**Work order**. After finding the line with "of the ocean" in the entries below, retype exactly each line from there through the line with "of the palm", including that final line.

**Records to process**.

====

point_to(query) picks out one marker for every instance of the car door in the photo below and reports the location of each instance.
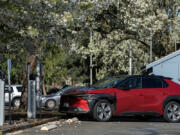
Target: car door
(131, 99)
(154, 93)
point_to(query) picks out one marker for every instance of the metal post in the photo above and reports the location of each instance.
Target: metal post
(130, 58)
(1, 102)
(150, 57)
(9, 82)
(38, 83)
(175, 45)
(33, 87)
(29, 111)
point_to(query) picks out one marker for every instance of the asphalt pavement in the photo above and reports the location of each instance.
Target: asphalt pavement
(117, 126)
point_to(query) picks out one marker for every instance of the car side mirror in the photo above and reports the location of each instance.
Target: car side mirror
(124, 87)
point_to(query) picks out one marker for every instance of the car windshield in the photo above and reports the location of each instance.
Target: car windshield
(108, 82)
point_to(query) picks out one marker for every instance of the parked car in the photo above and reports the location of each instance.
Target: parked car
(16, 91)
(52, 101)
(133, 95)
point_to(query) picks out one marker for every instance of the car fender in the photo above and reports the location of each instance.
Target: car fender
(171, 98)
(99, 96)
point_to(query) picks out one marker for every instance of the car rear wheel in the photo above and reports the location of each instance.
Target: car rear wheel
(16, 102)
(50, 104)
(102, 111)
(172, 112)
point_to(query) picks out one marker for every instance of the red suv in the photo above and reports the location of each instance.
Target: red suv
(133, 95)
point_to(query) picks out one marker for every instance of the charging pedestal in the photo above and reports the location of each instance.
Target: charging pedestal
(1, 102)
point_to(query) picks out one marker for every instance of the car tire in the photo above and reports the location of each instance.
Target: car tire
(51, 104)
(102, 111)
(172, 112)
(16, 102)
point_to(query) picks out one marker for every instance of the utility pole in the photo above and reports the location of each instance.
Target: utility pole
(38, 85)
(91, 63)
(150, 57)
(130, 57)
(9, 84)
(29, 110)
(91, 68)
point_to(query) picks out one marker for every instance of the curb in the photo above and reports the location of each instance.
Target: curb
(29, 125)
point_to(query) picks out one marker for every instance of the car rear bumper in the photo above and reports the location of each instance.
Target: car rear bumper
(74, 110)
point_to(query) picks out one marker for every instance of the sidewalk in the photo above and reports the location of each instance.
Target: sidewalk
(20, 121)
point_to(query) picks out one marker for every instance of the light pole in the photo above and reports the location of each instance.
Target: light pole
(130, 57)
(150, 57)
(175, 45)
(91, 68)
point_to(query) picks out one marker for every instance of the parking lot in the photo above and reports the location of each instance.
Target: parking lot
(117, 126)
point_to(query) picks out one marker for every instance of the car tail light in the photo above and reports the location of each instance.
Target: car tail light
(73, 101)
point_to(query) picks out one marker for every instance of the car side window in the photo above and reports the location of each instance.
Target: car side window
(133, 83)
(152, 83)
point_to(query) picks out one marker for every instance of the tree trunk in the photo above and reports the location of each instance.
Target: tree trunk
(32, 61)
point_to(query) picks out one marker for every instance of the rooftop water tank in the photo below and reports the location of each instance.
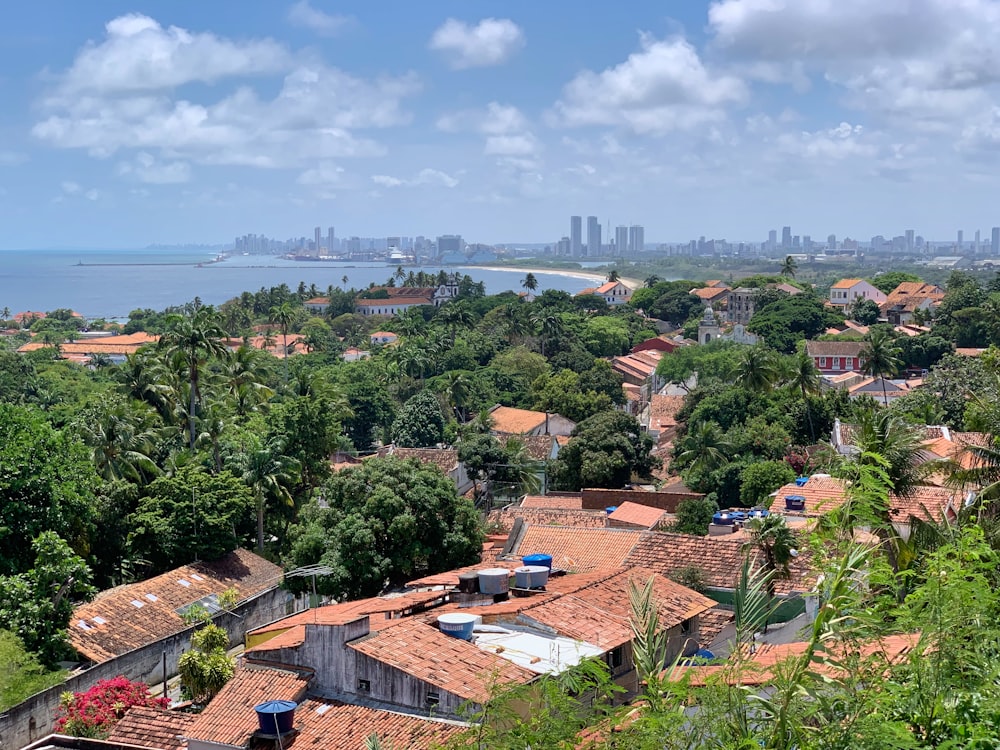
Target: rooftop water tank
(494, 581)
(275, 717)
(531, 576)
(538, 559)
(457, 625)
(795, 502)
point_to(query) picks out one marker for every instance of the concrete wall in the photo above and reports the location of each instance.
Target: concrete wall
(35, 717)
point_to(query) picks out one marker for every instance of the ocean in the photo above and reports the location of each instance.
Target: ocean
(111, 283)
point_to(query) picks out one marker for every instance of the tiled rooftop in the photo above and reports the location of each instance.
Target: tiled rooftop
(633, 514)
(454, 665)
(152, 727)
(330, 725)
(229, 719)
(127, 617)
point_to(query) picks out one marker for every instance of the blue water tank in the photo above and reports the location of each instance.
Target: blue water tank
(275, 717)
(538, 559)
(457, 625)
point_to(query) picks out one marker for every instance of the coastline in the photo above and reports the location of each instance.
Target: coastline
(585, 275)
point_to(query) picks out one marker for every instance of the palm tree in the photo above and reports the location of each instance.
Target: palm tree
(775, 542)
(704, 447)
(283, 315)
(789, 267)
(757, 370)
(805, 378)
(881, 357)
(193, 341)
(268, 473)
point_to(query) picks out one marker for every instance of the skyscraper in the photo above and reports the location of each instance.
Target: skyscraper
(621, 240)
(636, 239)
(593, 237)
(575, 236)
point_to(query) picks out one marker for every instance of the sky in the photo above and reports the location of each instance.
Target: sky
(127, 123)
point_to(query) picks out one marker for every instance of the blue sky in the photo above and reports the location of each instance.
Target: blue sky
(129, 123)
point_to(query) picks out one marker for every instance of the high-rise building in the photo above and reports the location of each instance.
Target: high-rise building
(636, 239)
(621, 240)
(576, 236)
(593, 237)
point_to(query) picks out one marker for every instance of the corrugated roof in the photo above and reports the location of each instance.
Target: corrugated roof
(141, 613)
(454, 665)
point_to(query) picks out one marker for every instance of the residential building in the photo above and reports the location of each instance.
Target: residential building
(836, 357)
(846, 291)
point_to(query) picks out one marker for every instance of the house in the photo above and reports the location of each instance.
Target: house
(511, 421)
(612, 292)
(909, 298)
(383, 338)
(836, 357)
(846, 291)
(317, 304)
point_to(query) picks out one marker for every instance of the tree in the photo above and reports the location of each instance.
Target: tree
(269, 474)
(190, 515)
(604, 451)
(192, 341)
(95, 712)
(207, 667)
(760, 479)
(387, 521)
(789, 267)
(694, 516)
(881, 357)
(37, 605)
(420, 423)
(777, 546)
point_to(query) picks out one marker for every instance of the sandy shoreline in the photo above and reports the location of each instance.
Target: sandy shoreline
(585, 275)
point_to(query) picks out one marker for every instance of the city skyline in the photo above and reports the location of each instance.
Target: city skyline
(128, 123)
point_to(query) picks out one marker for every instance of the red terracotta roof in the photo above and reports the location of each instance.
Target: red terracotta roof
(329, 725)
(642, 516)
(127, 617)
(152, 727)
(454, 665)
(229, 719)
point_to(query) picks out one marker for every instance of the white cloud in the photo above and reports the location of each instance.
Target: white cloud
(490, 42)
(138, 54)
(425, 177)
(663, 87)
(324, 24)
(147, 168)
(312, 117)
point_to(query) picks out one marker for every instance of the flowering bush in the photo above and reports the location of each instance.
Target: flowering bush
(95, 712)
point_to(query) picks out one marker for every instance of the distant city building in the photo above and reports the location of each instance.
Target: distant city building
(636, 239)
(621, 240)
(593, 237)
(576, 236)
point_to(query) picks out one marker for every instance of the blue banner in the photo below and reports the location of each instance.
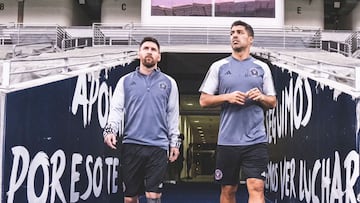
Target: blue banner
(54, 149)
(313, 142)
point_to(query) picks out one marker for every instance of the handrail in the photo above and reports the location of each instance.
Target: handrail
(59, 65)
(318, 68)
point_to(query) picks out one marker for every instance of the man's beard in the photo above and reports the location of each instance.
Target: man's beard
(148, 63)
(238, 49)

====

**Written solution**.
point_to(query) picks out one marker for every instance of the ocean in the photo above and reports the location of each instance.
Target: ocean
(111, 283)
point_to(query) picks out one marker for every instance of the tiled rooftop in the photo above and reports the location of each instance.
Target: tiled rooftop
(633, 514)
(454, 665)
(152, 727)
(330, 725)
(229, 719)
(127, 617)
point_to(query) picks out one marker for every instance of the blue water tank in the photo above and reports the location of each instance.
Target: blue water tank
(275, 717)
(538, 559)
(457, 625)
point_to(query) picks out one marker for every instance of the coastline in the photo above and reports the location of each instance.
Target: coastline
(585, 275)
point_to(query) picks out one marker for every instance of the palm tree in the photo above and reports the location of each instance.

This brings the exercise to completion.